===== WORKING DATA =====

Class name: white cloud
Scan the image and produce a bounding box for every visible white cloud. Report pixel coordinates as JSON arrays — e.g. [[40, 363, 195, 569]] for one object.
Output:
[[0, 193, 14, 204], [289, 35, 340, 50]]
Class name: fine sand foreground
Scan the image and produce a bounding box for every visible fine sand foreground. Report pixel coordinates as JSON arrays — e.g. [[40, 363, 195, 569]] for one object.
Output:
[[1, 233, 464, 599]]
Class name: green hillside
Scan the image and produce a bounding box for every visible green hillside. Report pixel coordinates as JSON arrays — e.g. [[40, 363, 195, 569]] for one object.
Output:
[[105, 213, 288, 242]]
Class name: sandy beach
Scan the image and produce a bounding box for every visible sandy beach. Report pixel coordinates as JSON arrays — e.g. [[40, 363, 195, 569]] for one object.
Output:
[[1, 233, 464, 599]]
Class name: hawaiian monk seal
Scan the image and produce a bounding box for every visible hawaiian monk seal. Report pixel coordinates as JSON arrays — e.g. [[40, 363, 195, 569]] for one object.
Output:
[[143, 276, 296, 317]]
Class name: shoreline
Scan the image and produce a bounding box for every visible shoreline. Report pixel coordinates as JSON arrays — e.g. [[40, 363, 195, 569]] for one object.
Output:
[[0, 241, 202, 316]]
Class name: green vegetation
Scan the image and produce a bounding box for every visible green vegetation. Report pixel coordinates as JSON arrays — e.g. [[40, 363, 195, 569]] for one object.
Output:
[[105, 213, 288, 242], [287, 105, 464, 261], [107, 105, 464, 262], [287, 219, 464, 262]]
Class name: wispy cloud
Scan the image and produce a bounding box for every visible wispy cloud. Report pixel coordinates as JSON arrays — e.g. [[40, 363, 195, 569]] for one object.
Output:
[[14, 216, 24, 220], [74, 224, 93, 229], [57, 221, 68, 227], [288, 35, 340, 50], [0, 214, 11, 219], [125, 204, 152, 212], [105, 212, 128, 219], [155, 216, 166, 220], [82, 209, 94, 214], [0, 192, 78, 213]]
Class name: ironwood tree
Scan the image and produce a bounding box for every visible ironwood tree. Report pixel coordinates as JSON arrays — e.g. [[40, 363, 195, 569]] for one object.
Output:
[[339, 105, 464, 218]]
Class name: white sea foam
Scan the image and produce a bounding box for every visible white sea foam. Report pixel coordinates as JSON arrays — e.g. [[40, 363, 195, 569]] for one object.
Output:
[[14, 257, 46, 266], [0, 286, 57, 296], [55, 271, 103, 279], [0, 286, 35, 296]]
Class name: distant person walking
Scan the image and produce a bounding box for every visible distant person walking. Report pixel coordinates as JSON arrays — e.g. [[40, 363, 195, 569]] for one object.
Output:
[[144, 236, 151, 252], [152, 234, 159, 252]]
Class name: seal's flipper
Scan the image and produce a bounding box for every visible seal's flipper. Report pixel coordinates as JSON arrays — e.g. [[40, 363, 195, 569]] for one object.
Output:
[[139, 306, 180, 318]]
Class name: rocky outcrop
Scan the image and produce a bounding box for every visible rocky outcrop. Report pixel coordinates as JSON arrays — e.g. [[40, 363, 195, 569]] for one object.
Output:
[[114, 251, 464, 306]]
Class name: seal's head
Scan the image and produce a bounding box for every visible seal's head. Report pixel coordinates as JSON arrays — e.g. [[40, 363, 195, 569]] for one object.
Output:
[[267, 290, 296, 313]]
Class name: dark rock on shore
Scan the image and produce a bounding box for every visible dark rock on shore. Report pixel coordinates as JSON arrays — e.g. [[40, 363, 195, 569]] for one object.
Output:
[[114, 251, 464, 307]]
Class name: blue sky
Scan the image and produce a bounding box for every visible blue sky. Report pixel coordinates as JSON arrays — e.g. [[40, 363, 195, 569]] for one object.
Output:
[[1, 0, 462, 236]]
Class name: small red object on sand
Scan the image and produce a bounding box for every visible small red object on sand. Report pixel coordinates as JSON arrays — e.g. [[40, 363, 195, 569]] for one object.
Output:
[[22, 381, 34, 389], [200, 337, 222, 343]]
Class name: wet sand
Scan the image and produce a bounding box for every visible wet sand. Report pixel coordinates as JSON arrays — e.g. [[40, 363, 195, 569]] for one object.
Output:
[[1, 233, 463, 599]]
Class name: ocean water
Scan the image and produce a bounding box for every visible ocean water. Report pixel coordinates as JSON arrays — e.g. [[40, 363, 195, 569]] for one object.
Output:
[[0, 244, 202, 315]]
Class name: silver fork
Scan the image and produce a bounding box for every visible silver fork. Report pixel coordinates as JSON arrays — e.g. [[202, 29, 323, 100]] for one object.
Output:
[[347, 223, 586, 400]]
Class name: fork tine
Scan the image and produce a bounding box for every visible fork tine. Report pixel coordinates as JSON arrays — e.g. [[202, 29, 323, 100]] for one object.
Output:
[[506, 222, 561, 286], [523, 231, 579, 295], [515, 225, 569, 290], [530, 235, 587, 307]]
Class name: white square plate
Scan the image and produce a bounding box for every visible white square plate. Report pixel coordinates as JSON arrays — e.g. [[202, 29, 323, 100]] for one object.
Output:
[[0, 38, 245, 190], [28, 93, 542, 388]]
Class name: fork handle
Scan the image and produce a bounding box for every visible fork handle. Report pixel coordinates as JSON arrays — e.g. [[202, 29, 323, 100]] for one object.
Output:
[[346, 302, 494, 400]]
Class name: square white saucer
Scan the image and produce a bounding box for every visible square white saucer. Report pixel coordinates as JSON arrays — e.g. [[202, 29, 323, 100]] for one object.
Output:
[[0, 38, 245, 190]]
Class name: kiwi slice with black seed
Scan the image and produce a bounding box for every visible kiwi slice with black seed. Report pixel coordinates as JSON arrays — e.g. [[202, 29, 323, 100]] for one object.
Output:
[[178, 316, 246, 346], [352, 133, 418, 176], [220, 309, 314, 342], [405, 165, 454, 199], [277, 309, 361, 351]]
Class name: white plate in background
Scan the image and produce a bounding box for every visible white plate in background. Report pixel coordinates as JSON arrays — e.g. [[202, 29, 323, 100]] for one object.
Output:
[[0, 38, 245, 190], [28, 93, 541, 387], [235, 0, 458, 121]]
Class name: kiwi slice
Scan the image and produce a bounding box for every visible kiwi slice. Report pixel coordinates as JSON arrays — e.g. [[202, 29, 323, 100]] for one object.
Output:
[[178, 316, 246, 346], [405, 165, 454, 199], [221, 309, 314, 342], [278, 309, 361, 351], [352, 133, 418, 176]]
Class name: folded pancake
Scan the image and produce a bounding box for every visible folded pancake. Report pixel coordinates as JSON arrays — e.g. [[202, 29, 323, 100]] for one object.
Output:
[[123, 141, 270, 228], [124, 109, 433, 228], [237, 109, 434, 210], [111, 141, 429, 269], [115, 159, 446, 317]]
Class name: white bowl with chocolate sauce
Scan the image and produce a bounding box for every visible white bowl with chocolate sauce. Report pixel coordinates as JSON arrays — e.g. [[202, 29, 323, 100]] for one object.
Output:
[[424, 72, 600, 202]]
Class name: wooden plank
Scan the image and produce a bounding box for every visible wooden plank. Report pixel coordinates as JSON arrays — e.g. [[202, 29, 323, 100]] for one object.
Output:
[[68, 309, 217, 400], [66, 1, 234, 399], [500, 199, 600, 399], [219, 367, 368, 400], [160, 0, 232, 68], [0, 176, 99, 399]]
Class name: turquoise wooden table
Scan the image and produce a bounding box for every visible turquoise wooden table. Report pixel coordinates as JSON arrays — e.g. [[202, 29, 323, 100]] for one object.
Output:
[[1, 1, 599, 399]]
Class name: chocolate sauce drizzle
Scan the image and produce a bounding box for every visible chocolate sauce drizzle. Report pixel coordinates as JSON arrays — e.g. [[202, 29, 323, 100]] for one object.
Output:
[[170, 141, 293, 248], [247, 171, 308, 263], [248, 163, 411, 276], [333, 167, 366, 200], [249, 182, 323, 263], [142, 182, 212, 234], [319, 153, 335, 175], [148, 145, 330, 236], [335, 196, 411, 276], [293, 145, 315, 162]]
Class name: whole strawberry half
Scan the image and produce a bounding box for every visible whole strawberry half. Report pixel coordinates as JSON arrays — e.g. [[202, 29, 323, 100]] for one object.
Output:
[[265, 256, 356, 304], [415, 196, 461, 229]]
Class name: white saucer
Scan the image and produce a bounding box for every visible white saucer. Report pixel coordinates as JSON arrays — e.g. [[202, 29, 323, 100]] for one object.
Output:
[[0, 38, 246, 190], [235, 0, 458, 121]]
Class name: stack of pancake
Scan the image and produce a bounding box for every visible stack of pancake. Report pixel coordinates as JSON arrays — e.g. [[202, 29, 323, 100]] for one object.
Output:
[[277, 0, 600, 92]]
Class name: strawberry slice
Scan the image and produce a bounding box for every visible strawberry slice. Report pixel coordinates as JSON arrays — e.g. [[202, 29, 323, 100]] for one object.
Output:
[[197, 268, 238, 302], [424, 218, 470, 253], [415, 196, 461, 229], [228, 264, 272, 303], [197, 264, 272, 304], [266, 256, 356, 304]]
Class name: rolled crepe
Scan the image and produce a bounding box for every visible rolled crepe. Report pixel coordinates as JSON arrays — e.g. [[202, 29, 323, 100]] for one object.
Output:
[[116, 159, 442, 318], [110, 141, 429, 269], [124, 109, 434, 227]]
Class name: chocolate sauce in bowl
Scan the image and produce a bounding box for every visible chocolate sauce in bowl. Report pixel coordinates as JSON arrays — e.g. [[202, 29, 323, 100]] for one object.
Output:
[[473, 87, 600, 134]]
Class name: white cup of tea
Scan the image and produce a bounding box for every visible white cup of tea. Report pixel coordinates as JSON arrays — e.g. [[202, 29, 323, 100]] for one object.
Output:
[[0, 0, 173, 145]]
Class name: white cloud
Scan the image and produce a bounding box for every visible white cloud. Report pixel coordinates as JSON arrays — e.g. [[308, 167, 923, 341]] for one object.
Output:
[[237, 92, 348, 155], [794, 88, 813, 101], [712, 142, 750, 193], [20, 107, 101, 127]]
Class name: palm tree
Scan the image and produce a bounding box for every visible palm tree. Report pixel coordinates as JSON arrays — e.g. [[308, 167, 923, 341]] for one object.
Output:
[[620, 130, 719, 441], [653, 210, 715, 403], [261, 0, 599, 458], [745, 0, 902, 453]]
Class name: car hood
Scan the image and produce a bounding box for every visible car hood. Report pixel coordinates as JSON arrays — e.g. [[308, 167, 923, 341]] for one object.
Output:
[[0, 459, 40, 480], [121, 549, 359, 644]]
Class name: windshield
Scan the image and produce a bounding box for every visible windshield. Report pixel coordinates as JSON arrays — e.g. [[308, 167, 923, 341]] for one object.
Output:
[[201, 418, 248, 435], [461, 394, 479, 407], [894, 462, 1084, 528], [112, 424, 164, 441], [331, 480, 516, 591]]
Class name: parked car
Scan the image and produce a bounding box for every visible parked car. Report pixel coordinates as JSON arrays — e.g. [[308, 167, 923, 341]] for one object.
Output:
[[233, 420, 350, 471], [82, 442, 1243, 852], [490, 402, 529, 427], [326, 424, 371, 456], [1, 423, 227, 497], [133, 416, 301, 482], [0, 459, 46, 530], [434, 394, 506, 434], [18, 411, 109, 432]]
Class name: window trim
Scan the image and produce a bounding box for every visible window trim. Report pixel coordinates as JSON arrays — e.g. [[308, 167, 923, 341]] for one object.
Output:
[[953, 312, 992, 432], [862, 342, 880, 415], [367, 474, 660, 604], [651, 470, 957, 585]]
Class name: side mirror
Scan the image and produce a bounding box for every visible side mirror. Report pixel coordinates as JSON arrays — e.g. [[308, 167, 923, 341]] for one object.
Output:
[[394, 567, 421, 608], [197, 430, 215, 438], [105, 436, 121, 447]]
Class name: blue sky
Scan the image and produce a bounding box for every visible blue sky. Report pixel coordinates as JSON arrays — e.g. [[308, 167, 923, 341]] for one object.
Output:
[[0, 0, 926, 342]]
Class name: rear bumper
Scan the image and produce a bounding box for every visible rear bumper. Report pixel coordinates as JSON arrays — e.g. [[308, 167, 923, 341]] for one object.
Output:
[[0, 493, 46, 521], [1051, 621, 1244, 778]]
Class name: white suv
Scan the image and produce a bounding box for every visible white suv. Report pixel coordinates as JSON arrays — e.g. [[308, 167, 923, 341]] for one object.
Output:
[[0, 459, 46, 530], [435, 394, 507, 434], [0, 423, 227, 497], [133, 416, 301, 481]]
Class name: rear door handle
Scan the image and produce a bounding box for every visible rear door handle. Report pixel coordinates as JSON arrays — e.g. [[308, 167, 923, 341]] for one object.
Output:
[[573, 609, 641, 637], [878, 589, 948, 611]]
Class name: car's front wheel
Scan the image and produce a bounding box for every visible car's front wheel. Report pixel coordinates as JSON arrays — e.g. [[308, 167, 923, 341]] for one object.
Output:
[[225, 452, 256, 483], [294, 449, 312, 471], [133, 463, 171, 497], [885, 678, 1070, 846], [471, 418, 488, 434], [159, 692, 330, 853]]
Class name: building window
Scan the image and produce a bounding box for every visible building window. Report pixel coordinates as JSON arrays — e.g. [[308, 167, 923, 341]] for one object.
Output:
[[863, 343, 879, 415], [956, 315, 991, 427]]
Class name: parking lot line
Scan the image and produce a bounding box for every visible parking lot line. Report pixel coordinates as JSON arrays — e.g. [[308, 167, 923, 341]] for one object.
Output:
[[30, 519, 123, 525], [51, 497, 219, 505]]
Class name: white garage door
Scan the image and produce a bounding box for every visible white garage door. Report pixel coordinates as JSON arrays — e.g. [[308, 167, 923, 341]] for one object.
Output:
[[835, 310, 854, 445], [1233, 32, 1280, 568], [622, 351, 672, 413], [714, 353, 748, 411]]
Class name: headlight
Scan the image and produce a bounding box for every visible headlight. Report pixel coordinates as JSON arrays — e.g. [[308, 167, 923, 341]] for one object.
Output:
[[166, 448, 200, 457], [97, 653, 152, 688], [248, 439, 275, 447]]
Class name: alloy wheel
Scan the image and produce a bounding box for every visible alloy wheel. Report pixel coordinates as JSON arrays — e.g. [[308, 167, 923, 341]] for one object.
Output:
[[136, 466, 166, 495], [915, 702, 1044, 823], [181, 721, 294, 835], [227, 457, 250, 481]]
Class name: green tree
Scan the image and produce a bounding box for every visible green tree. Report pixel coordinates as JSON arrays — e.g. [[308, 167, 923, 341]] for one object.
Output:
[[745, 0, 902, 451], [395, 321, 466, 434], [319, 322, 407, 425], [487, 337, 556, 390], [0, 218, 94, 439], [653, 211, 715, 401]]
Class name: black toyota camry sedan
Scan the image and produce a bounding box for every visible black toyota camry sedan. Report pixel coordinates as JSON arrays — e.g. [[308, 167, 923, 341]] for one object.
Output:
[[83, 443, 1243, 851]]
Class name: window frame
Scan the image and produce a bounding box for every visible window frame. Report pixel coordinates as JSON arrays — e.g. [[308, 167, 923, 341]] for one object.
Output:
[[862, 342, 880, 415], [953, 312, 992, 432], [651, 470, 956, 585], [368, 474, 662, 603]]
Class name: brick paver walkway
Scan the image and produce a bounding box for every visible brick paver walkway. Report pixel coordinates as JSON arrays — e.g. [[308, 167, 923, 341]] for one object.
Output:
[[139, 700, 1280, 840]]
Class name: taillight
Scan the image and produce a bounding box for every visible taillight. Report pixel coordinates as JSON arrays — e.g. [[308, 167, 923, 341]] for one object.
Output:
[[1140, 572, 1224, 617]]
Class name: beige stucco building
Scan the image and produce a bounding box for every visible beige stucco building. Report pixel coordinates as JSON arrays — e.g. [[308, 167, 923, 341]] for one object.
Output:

=====

| EXERCISE DETAILS |
Respond with one number, the count of lines in the data that hold the string "rocky".

| TASK RESPONSE |
2